Continue o texto sobre o objet petit a na psicanálise lacaniana a partir da última frase apresentada.

Texto para ler:
--------------------

Origens[editar | editar código-fonte]

Jacques-Alain Miller, protegido de Lacan, remonta a ideia aos Três Ensaios sobre a Teoria da Sexualidade, de Sigmund Freud, a partir dos quais Karl Abraham desenvolve a noção de parte-objeto, um conceito desenvolvido por sua aluna, Melanie Klein, que por sua vez inspirou a ideia de Donald Winnicott do objeto de transicional.[2]

Desenvolvimento lacaniano[editar | editar código-fonte]

Nos seminários de Lacan do final dos anos 1950 e começo dos anos 1960, o conceito em evolução do objeto (petit) a é visto no matema da fantasia como o objeto do desejo buscado no outro.[3]

Em 1957, em seu Seminário Les Formations de l'inconscient, Lacan introduz o conceito de objet petit a como o objeto parcial imaginário (kleiniano), um elemento que é imaginado como separável do resto do corpo. No Seminário Le transfert (1960-1961) ele articula o objeto a com o termo agalma (do grego, ornamento). Assim como o agalma é um objeto precioso escondido em uma caixa sem valor, o objet petit a é o objeto de desejo que buscamos no Outro. A caixa pode assumir muitas formas, todas sem importância, a importância está no que está dentro da caixa, a causa do desejo.

Nos Seminários L'angoisse (1962-1963) e Os Quatro Conceitos Fundamentais da Psicanálise (1964), o objet petit a é definido como a sobra, o resquício deixado pela introdução do Simbólico no Real. A definição é aprofundada no Seminário O Outro Lado da Psicanálise (1969-1970), onde Lacan elabora seus Quatro discursos. No discurso do Mestre, um significante tenta representar o sujeito para todos os outros significantes, mas sempre se produz um excedente: esse excedente é o objet petit a, um excedente de sentido, um excedente de jouissance.

--------------------

Dados exibidos:
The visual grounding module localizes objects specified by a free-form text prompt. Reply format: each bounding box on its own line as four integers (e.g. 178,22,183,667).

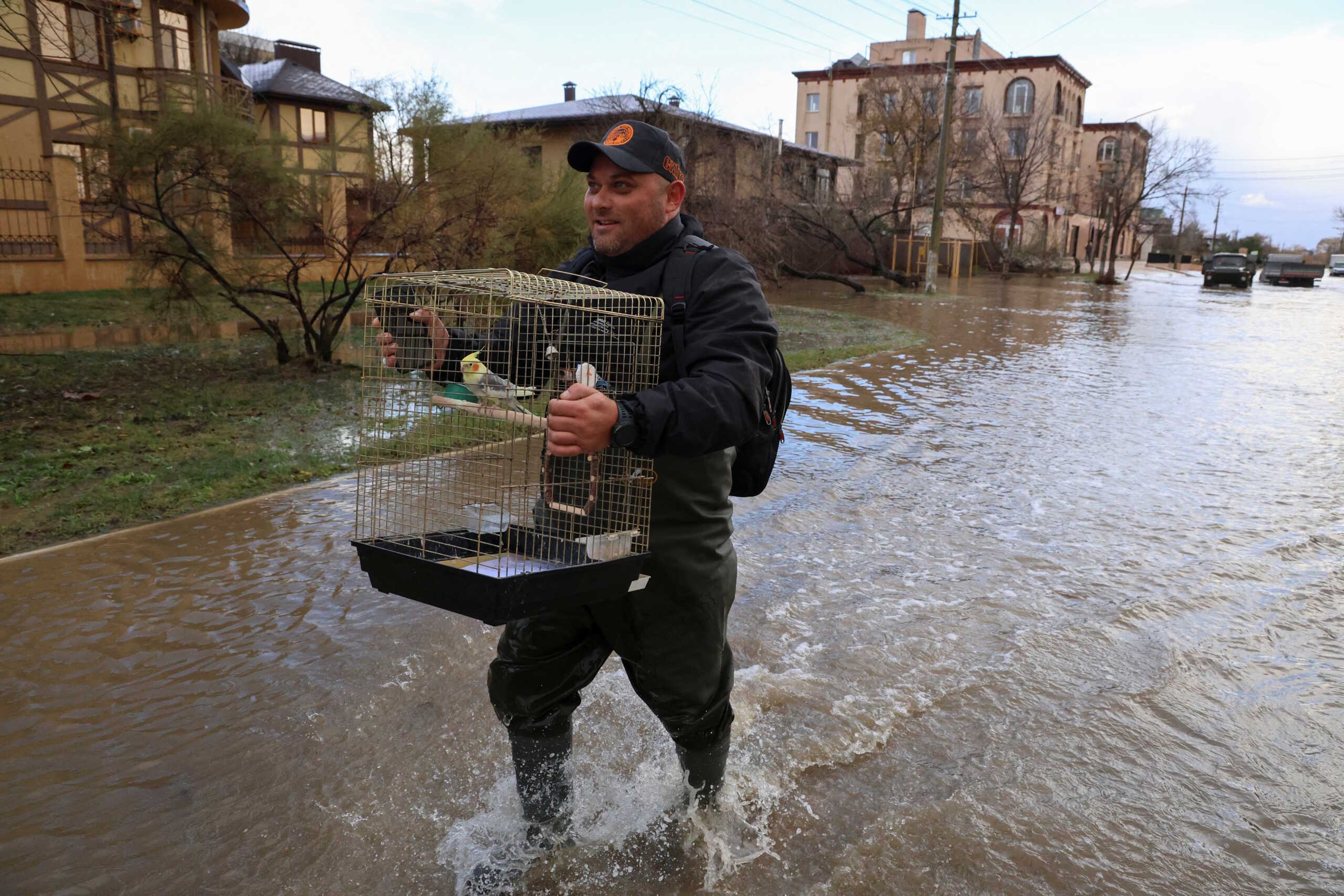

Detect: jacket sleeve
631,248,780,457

--------------------

Resultado:
Slavoj Žižek explica este objet petit a em relação ao MacGuffin de Alfred Hitchcock: "MacGuffin é obejt petit a puro e simples: a falta, a permanência do Real que põe em ação o movimento simbólico de intepretação, um buraco no centro da ordem simbólica, a mera aparência de algum segredo a ser explicado, interpretado, etc".[4]

Hierarquia do objeto (a)[editar | editar código-fonte]

Falando da queda do a, Lacan observou que "a diversidade de formas assumidas por esse objeto da queda deve estar relacionada ao modo como o desejo do Outro é apreendido pelo sujeito".[5] A forma mais primitiva é "algo que se chama seio (...) este seio em sua função de objeto, o objet a, é a causa do desejo".[6]

Em seguida, surge a segunda forma: o objeto anal. "Conhecemo-lo pela fenomenologia do dom, o presente oferecido na angústia".[7] A terceira forma surge "no nível do ato genital (...) [onde] o ensinamento freudiano, e a tradição que o manteve, situa para nós o abismo da castração".[8]

Lacan também identificou “a função do petit a no nível da pulsão escopofílica. Sua essência se realiza na medida em que, mais do que em qualquer outro lugar, o sujeito é cativo da função do desejo".[9] O termo final refere-se ao "petit a fonte do superego (...) o quinto termo da função de petit a, por meio do qual se revelará a gama do objeto em sua relação — pré-genital — com a demanda do — pós-genital — Outro".[10]

Analista e o a[editar | editar código-fonte]

Para que a transferência ocorra, o analista deve incorporar o a para o analisando: "analistas que o são apenas na medida em que são objeto — o objeto do analisando".[11] Para Lacan, “não basta que o analista suporte a função de Tirésias. Ele também deve, como Apollinaire nos diz, ter seios"[12] — deve representar ou incorporar o objeto (ausente) do desejo.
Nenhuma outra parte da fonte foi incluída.